Material:
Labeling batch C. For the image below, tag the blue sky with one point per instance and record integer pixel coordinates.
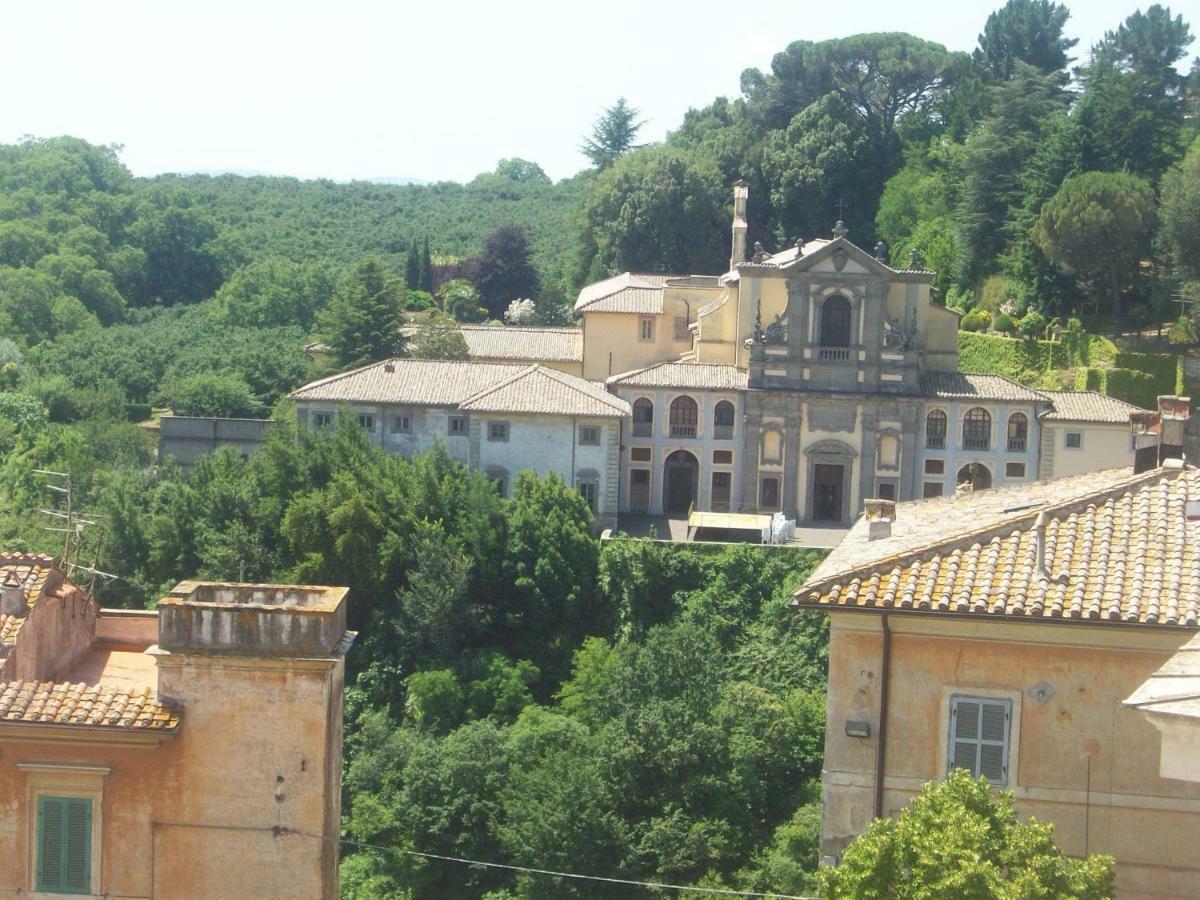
(441, 89)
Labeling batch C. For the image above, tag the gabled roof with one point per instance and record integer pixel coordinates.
(1175, 688)
(1117, 549)
(970, 385)
(1087, 407)
(523, 343)
(83, 705)
(407, 381)
(546, 390)
(628, 292)
(691, 376)
(480, 387)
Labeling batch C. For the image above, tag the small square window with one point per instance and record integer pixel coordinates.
(591, 490)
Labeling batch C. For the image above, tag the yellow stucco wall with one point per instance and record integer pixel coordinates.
(1079, 760)
(259, 747)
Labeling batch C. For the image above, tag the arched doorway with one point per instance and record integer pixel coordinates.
(975, 474)
(681, 479)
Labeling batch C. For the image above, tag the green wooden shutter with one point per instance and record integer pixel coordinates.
(979, 731)
(64, 845)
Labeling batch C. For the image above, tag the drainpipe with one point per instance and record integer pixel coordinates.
(881, 753)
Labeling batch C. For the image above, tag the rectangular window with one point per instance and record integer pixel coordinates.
(979, 730)
(721, 484)
(591, 490)
(64, 845)
(768, 495)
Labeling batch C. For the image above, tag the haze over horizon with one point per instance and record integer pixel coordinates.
(375, 93)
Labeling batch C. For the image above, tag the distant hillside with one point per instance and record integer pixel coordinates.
(341, 222)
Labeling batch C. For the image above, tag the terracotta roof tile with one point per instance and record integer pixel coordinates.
(82, 705)
(693, 376)
(1089, 407)
(969, 385)
(1117, 552)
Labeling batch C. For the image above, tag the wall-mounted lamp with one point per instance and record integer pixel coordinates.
(858, 729)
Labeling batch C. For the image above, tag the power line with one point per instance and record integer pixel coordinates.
(550, 873)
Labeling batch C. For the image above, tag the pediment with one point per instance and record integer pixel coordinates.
(839, 256)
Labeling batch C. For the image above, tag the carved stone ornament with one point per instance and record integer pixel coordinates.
(777, 331)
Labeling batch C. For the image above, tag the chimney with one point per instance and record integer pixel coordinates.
(12, 595)
(1039, 537)
(738, 253)
(880, 516)
(1158, 437)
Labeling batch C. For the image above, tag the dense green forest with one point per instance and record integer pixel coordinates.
(522, 693)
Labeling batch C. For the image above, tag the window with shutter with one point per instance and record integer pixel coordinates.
(64, 845)
(979, 731)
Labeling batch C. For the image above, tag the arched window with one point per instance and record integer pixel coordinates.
(935, 430)
(723, 420)
(643, 418)
(977, 430)
(1018, 432)
(684, 418)
(835, 327)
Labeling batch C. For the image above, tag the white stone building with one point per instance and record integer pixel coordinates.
(497, 419)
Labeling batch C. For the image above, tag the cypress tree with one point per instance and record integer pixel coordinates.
(413, 269)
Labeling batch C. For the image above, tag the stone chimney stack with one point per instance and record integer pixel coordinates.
(1158, 437)
(880, 516)
(738, 253)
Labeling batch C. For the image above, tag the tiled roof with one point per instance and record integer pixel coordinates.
(480, 387)
(627, 292)
(546, 390)
(967, 385)
(1175, 688)
(418, 382)
(523, 343)
(99, 706)
(1120, 552)
(1089, 407)
(694, 376)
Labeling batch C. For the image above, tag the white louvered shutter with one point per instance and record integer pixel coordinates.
(979, 732)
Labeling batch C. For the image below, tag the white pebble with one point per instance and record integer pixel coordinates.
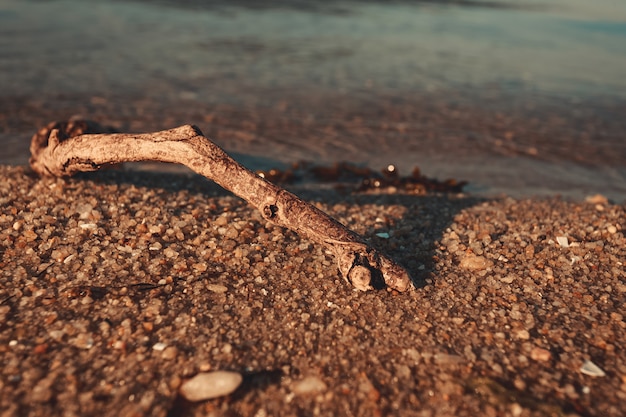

What is asked: Please repeat the rows word for word, from the very first line up to and including the line with "(1117, 552)". Leave the pictures out of your answer.

Response to the exercise:
Labeling batch C. For the image below, tag the blue sky with one point per instance and record integer pixel coordinates.
(441, 89)
Labeling batch C. For the image above, tag the gabled roof with one point per instance and record integer pixel coordinates.
(1175, 688)
(1117, 549)
(970, 385)
(1087, 407)
(523, 343)
(83, 705)
(407, 381)
(546, 390)
(628, 292)
(691, 376)
(480, 387)
Labeling batch C. For the image above, tag the small square window with one point per instance and record integer pixel coordinates.
(591, 490)
Labeling batch C. For the image above, tag the yellow stucco wall with one point per instance and record integer pixel coordinates.
(1079, 760)
(259, 747)
Labeling batch C. For the image above, tag the arched doorway with one point per instance and record integer pixel coordinates.
(975, 474)
(681, 479)
Labeling batch C. For the image above, tag the green wooden shutter with one point per instance and record integer pixel coordinates.
(979, 731)
(64, 845)
Labeling batch C. For the image above, tag the drainpipe with one point per instance and record integer pixel coordinates.
(881, 753)
Labeling batch C. For the image above, tag the rectangular window with one point per instance and record integer pixel coordinates.
(979, 730)
(721, 484)
(591, 490)
(64, 845)
(768, 495)
Labeling batch C. For the image above, tag the haze over horizon with one point per instance and record integer pixel coordinates.
(375, 93)
Labeling batch C. For the image above, tag the distant hillside with one point per instance and record integer pixel coordinates.
(341, 222)
Labeling batch C. For the image above, tag the terracotta roof tile with one point per instance and record integer pixel coordinates.
(82, 705)
(693, 376)
(1089, 407)
(969, 385)
(1117, 552)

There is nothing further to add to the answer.